In the stretch of rows below, from the row containing "Could you please indicate the handwritten" through the end of the rows, change "pretty-printed" to "neatly indented" and reproduce those rows otherwise unchanged. Return only that stretch.

▼

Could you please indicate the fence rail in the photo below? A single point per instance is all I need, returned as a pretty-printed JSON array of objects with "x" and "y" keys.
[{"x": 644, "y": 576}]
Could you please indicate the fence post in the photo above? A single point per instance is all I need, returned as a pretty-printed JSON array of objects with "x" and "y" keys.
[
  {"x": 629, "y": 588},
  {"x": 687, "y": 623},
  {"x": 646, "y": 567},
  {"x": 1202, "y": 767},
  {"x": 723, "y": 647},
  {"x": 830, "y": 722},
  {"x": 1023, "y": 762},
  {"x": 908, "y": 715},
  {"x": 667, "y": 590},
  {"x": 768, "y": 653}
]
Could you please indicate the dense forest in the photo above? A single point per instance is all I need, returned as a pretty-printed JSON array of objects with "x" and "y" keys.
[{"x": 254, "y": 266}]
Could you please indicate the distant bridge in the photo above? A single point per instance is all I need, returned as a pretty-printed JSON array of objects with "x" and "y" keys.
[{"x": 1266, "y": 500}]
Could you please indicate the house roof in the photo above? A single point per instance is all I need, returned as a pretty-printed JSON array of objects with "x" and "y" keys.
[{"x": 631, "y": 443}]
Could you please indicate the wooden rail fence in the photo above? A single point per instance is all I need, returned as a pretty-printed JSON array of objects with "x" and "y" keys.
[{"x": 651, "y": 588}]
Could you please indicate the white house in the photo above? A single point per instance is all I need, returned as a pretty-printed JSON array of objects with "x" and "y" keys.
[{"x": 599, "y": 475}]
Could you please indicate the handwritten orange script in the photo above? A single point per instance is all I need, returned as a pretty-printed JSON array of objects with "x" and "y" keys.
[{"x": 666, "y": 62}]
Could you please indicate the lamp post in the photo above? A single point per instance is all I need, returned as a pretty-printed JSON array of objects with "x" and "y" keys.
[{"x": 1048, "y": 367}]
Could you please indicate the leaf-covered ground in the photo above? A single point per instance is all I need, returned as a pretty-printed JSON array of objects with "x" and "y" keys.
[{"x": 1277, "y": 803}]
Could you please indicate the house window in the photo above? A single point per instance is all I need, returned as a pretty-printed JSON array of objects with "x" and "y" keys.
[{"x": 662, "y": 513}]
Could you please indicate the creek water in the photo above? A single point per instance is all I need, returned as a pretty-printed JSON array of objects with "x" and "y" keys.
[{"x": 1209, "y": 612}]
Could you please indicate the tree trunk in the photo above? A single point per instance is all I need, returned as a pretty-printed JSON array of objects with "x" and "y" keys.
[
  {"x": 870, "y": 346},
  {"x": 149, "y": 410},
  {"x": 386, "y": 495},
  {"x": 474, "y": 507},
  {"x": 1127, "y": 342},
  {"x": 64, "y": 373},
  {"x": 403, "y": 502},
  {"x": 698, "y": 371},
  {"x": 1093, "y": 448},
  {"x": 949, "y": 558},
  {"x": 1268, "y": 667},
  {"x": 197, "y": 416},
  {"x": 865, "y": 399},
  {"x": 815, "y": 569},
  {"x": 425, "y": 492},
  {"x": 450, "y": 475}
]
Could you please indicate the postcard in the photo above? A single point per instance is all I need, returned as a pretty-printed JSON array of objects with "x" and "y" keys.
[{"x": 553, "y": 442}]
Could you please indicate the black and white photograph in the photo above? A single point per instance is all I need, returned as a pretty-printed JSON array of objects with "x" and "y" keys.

▲

### IN RESPONSE
Could you please indicate the handwritten orange script in the photo above? A single point per instance is all I need, returned as a neatly indented JSON array of objects with "x" and "y" keys.
[{"x": 666, "y": 62}]
Could you please indicate the lamp post in the photo above? A single point per instance is all I need, returned as a neatly indented JSON array of objects with "x" and "y" keys.
[{"x": 1048, "y": 367}]
Could you please indicate the leaf-covered ground in the photo above? A single point per instance is all I need, returned as a neatly indented JSON array of objects with "x" and "y" keys.
[{"x": 1277, "y": 803}]
Could you please indicate the house window in the photo above? A single point per instance is all I need, returned as a neatly indented JSON array of objects with "x" and "y" keys.
[{"x": 662, "y": 513}]
Could you please indicate the creek water in the photo above? A single point per instance is all I need, returned as a neatly indented JSON array of objects with "x" and "y" keys.
[{"x": 1209, "y": 612}]
Could you please indicate the tree trunk in the photo above? A single point per instance is all I need, returned as a neatly indented JSON array of objects with "x" and "y" keys.
[
  {"x": 870, "y": 346},
  {"x": 149, "y": 410},
  {"x": 386, "y": 495},
  {"x": 474, "y": 507},
  {"x": 1127, "y": 342},
  {"x": 64, "y": 373},
  {"x": 403, "y": 502},
  {"x": 698, "y": 371},
  {"x": 1093, "y": 448},
  {"x": 949, "y": 558},
  {"x": 1268, "y": 667},
  {"x": 197, "y": 416},
  {"x": 865, "y": 399},
  {"x": 815, "y": 569},
  {"x": 425, "y": 492},
  {"x": 450, "y": 475}
]
Could you please indicate the postcard in the photo above? A single point per instance is all I need, returned as a neatly indented JSON array of objects with "x" and "y" keys.
[{"x": 553, "y": 442}]
Could you please indicate the black and white photograph in the photo above? A single point per instance is all I need, returned as a neatly indented JSON array of objects with "x" and "y" keys.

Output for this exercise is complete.